_Required actions_
1/ In the forum thread on the MSD of a vector, what goes in each cell of the table before the squaring step?
2/ From the forum thread on the MSD of a vector, set down the part that opens with the words containing "I am totally" and closes with "sum all cells.".
3/ Write the next part of the forum thread on the MSD of a vector, picking up after its final sentence.

MSD of a vector

[Steven G]

I am not understanding the definition of MSD(x) below. They clearly say that x is an n-vector but then they are talking about summing over i's and j's. That part confuses me. Can someone please enlighten me possibly with an example.
Thank you,
Steven

 

[lev888]

We are summing values of an n x n array. Each value is a square of the difference of ith and jth entries of the vector.

 

[Steven G]

We are summing values of an n x n array. Each value is a square of the difference of ith and jth entries of the vector.

I am totally confused. How can an n-vector be an nxn array (I'm not saying that you are wrong). I did assume that but it seemed strange.

The passage mentioned that there will be n^2 entries. If you have an n-vector (v1, v2, ..., vn), then how do you find n differences to square? I find many more! Like (v1-v2), (v1-v3), ... (v1-vn), (v2-v3)...(v2-vn),..., (v(n-1) -vn).

What am I missing? If you have the time can you give an actual example?
THANKS

 

[lev888]

The array is not the vector.
Let's set up an n by n table. Put vector entries in the column and row headings. Put the difference of the corresponding headings in each cell. Then square each cell. Then sum all cells.

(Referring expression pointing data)
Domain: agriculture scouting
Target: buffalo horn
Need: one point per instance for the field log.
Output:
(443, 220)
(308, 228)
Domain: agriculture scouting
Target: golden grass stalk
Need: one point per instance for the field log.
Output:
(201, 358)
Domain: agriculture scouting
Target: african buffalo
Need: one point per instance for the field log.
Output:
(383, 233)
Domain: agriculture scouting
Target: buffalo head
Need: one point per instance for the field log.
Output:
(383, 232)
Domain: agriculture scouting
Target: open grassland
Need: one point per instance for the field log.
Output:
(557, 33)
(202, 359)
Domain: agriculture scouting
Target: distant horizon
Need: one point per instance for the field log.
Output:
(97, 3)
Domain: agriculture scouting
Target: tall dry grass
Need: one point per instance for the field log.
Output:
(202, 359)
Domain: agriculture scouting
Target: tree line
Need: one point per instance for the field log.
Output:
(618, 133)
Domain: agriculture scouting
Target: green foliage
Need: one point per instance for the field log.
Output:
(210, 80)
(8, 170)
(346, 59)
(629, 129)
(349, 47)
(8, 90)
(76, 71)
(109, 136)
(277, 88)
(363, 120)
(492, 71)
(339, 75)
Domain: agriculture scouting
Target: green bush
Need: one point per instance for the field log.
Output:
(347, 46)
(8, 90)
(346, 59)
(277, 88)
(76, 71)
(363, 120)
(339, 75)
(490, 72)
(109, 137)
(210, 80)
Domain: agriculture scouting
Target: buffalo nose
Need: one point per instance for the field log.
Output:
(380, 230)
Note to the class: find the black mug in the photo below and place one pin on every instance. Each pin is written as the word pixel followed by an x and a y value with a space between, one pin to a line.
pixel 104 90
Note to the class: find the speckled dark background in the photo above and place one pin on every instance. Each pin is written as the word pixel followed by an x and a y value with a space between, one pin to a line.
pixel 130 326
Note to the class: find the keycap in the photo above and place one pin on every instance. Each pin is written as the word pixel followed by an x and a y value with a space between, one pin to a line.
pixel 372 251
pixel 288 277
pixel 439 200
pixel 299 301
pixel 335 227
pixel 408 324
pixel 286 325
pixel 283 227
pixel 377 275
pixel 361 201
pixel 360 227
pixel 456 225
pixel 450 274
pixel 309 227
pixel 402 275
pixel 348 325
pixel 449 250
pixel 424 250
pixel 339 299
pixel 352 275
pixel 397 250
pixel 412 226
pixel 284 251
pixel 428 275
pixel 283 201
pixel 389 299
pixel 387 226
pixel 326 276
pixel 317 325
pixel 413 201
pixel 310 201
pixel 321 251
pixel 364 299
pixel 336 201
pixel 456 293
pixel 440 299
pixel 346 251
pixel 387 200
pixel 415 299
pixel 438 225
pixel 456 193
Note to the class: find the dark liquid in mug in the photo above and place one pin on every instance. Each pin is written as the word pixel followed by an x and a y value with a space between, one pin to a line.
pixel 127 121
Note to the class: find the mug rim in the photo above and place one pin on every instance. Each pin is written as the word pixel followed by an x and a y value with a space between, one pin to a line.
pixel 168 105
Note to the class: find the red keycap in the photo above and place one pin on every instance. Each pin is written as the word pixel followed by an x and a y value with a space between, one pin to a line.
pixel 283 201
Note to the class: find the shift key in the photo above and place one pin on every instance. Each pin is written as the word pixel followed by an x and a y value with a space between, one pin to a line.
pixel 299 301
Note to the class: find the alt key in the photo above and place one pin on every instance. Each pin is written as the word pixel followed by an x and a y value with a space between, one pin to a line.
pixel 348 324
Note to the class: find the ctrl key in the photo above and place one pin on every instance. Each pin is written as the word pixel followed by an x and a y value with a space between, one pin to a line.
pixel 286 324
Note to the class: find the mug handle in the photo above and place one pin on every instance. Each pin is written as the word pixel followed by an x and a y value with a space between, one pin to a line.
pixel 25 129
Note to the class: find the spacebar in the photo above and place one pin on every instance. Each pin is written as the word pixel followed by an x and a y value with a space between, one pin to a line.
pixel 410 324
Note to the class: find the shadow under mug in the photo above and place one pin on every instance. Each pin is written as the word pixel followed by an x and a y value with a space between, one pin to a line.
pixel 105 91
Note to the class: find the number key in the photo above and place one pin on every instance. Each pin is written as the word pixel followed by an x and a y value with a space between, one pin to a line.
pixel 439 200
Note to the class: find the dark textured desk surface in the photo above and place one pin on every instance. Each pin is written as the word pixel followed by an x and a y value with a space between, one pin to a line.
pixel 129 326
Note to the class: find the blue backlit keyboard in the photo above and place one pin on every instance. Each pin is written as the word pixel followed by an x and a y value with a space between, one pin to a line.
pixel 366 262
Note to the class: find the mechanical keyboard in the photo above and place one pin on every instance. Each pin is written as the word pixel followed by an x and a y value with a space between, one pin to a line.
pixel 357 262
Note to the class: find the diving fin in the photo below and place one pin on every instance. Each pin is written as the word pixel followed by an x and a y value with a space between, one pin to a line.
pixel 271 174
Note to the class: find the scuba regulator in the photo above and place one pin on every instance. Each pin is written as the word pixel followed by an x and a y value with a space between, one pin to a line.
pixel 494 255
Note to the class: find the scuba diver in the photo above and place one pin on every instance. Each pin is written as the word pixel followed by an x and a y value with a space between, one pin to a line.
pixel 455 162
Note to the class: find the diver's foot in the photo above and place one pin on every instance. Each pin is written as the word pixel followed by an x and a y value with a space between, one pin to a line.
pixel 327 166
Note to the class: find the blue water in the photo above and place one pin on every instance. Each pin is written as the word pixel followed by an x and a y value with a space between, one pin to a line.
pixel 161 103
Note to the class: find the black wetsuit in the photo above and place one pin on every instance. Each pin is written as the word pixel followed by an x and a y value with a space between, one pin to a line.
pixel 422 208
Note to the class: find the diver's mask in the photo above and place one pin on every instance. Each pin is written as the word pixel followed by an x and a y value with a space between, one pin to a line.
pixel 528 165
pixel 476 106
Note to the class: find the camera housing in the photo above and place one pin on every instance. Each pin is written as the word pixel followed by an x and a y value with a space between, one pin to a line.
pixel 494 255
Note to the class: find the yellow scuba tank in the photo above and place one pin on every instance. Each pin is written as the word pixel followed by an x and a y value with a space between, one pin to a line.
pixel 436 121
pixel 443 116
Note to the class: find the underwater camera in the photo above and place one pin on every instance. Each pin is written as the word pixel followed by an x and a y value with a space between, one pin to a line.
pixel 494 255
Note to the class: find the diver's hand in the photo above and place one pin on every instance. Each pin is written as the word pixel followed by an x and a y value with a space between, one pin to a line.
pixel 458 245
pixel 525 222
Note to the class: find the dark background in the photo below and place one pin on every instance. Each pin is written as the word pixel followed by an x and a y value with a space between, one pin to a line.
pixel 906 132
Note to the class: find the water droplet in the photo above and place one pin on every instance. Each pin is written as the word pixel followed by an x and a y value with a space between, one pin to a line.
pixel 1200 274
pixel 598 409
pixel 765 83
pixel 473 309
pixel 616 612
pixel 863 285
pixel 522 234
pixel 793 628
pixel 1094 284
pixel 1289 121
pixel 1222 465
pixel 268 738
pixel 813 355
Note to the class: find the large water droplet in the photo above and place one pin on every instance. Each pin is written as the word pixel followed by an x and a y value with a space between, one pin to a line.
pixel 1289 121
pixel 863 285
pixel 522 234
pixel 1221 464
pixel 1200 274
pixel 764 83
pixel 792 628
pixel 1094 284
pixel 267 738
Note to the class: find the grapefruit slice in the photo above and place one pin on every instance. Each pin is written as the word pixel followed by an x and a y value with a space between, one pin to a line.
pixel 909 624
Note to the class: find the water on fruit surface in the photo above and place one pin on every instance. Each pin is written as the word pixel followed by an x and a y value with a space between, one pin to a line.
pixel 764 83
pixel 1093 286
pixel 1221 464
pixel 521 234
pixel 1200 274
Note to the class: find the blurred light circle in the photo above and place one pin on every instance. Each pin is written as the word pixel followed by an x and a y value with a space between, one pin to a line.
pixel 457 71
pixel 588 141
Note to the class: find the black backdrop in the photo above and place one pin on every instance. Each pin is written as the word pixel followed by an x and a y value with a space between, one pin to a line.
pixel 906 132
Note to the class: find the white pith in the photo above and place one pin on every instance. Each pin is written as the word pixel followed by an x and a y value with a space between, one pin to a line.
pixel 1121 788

_Answer list_
1/ The difference of the corresponding row and column headings.

2/
I am totally confused. How can an n-vector be an nxn array (I'm not saying that you are wrong). I did assume that but it seemed strange.

The passage mentioned that there will be n^2 entries. If you have an n-vector (v1, v2, ..., vn), then how do you find n differences to square? I find many more! Like (v1-v2), (v1-v3), ... (v1-vn), (v2-v3)...(v2-vn),..., (v(n-1) -vn).

What am I missing? If you have the time can you give an actual example?
THANKS

 

[lev888]

The array is not the vector.
Let's set up an n by n table. Put vector entries in the column and row headings. Put the difference of the corresponding headings in each cell. Then square each cell. Then sum all cells.

3/
 

[lev888]

The idea is that we are looking at differences of each entry with all other entries, including itself (the diagonal will be all zeroes).

 

[HallsofIvy]

For example, let the vector be <3. 2. 1>. x1= 3 and subtracting each of the entries gives the 3- 3= 0, 3- 2= 1. 3- 1= 2. Similarly, x2 minus each of the entries is 2- 3= -1, 2- 2= -0, 2- 1= 1, and x3 minus each of the others is 1- 3= -2, 1- 2= -1. 1- 1= 0. The 9 entries in the matrix referred to are 0, 1, 2, -1, 0, 1, -2, -1, and, 0 . Of course, for each xi- xj there is a corresponding xj- xi this is an anti-symmetric matrix. The sum of all its values is 0. To avoid that we square and get 0^2+ 1^2+ 2^2+ (-1)^2+ 0^2+ 1^2+ (-2)^2+ 1^2+ 0^2= 1+ 4+ 1+ 1+ 4+ 1= 12. Dividing by n^2= 3^2= 9. the MSD is 12/9= 4/3.